▶ **Supplied text**:

* BEGIN *

Also these command require \texttt{root} privileges.
\begin{verbatim}
mountpoint=$(mktemp -d)
mount /dev/<name>1 "$mountpoint"
tar -C "$mountpoint" -xf alpine-rpi-3.19.0-aarch64.tar.gz
umount /dev/<name>1
sync
\end{verbatim}
Afterwards the SD card can be inserted into the Raspberry Pi. To do initial
configuration it should be connected to a screen via HDMI. Also a keyboard has
to be connected via USB. A mouse is not required. Finally the Pi should be
powered up by connecting a USB power supply to the corresponding USB power
input of the Raspberry Pi. Text from the boot process should be displayed on
the screen.
After logging in with the username \texttt{root} and no password basic system
configuration on Alpine Linux can be done interactively with
\texttt{setup-alpine}. The Alpine Linux installation
guide\footnote{\href{https://wiki.alpinelinux.org/wiki/Installation}{https://wiki.alpinelinux.org/wiki/Installation}}
contains further details. When a diskless installation is chosen the
configuration changes have to be made persistent with the \texttt{lbu} command.
Otherwise they will be lost on the next reboot.
\begin{verbatim}
setup-alpine
lbu commit -d
\end{verbatim}
With this setup the Alpine Linux installation is completed.
\section{Configure Alpine Linux for soundbox}
\subsection{Package installation}
soundbox requires packages from the Alpine Linux community package repository.
Since this is not enabled by default it has to be done manually. This can be
done by editing the \texttt{/etc/apk/repositories} file with an editor like
\texttt{vi}. The hash sign \texttt{\#} in front of the URL to the community
repository has to be removed. Instead also \texttt{sed} can remove this sign on
a fresh installation quite easily since the community repository is the only
one with such a sign in front of it.
\begin{verbatim}
sed -i 's/^#//g' /etc/apk/repositories
\end{verbatim}
With an enabled community repository all required packages for soundbox can be
installed. The list with required packages can be written to the
\texttt{/etc/apk/world} file with \texttt{echo}. Running \texttt{apk add} after
it will install all of these packages including their dependencies and removes
everything else. This makes sure that always exactly the same set of packages
is used for a soundbox device.
\begin{verbatim}
echo 'alpine-base
alsa-utils
alsaconf
busybox-mdev-openrc
chrony
ffplay
iw
lldpd
lldpd-openrc
openssh
openssl
wpa_supplicant' > /etc/apk/world
apk add
\end{verbatim}
\subsection{LLDP network discovery}
To make the soundbox device discoverable inside the network the Link Layer
Discovery Protocol (LLDP) is used. With \texttt{echo} a new configuration file
for the \texttt{lldpd} software can be added. After configuration the
\texttt{lldpd} service is enabled via \texttt{rc-update} to start by default
with the next reboot.

* END *

▶ **Problems**:
[A] In the Alpine Linux setup guide, update the part that opens with the words containing "Also these command" and closes with "the screen.", putting "monitor" in place of "screen".
[B] According to the Alpine Linux setup guide, which command saves configuration changes on a diskless installation?
[C] Pick up the Alpine Linux setup guide where it stops and keep writing it.
The lines below have no connection to the Alpine Linux setup guide.

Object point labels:
* BEGIN *

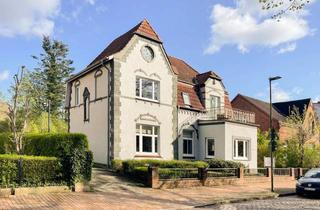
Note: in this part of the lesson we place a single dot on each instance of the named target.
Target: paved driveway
(113, 192)
(290, 202)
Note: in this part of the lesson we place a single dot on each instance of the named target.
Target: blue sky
(233, 38)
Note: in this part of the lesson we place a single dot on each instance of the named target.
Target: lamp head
(274, 78)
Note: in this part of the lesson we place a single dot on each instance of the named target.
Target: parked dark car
(309, 183)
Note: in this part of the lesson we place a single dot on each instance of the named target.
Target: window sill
(148, 100)
(147, 156)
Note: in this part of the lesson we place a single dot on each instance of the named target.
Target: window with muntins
(188, 143)
(186, 99)
(241, 149)
(210, 147)
(147, 89)
(98, 83)
(147, 139)
(86, 104)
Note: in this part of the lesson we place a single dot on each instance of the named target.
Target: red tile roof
(194, 98)
(143, 29)
(202, 78)
(185, 72)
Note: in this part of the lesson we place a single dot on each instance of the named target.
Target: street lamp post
(271, 130)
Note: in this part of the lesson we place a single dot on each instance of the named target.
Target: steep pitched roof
(263, 106)
(286, 107)
(191, 91)
(185, 72)
(202, 78)
(143, 29)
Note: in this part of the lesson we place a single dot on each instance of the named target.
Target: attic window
(186, 99)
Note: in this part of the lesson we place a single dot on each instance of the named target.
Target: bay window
(147, 137)
(147, 89)
(241, 149)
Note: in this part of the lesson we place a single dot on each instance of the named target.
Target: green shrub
(218, 163)
(71, 149)
(117, 166)
(129, 165)
(35, 171)
(6, 146)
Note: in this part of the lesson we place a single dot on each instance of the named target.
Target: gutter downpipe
(108, 110)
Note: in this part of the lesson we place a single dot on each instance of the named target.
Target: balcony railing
(222, 113)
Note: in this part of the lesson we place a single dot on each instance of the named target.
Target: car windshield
(313, 174)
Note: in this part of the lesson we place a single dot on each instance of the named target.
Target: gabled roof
(185, 72)
(263, 106)
(191, 91)
(143, 29)
(285, 108)
(202, 78)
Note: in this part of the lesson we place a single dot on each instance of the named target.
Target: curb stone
(238, 200)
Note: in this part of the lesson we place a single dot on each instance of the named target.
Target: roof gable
(285, 108)
(143, 29)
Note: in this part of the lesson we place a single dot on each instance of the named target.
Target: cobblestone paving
(291, 202)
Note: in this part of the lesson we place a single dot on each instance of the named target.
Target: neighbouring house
(280, 111)
(135, 101)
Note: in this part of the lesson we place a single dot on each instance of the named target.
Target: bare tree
(19, 108)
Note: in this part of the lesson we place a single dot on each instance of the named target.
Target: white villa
(135, 101)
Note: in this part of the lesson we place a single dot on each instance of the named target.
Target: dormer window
(186, 99)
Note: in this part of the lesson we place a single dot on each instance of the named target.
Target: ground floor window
(147, 137)
(210, 147)
(188, 143)
(241, 149)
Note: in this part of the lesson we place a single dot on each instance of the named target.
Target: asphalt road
(290, 202)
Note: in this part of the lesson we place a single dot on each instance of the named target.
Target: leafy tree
(50, 76)
(302, 132)
(280, 7)
(19, 107)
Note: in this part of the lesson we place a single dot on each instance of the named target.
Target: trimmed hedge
(129, 165)
(71, 149)
(34, 171)
(219, 163)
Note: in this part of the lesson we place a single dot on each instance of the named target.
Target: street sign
(267, 162)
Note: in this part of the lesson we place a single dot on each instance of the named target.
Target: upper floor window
(98, 83)
(210, 147)
(77, 93)
(147, 89)
(188, 143)
(147, 137)
(86, 104)
(186, 99)
(241, 149)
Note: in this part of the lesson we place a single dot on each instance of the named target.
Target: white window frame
(77, 94)
(246, 149)
(186, 99)
(214, 141)
(153, 136)
(153, 89)
(192, 143)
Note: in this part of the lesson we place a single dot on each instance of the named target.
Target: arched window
(86, 104)
(77, 92)
(98, 84)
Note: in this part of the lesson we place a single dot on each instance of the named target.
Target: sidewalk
(114, 192)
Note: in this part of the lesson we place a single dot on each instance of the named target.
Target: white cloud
(28, 17)
(279, 94)
(289, 48)
(247, 25)
(92, 2)
(4, 75)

* END *

▶ **Task-by-task results**:
[A]
Also these command require \texttt{root} privileges.
\begin{verbatim}
mountpoint=$(mktemp -d)
mount /dev/<name>1 "$mountpoint"
tar -C "$mountpoint" -xf alpine-rpi-3.19.0-aarch64.tar.gz
umount /dev/<name>1
sync
\end{verbatim}
Afterwards the SD card can be inserted into the Raspberry Pi. To do initial
configuration it should be connected to a monitor via HDMI. Also a keyboard has
to be connected via USB. A mouse is not required. Finally the Pi should be
powered up by connecting a USB power supply to the corresponding USB power
input of the Raspberry Pi. Text from the boot process should be displayed on
the monitor.

[B] The lbu command, run as lbu commit -d.

[C]
\begin{verbatim}
echo 'configure system hostname soundbox.local
configure lldp agent-type nearest-customer-bridge' \
> /etc/lldpd.d/soundbox.conf
rc-update add lldpd default
\end{verbatim}
\subsection{Audio configuration}
The only user on a soundbox device is \texttt{root}. Even that super user has
to be added to the \texttt{audio} group to be able to play sound via ALSA. This
can be achieved with \texttt{addgroup}.
\begin{verbatim}
addgroup root audio
\end{verbatim}
soundbox uses the HiFiBerry shield to output high-quality audio. This shield
needs to be enabled as an audio output by specifying a Devicetree overlay in
the Raspberry Pi configuration file with \texttt{echo}. Since this file is
stored on the SD card only which is mounted as read-only it has to be remounted
with the read-write option first.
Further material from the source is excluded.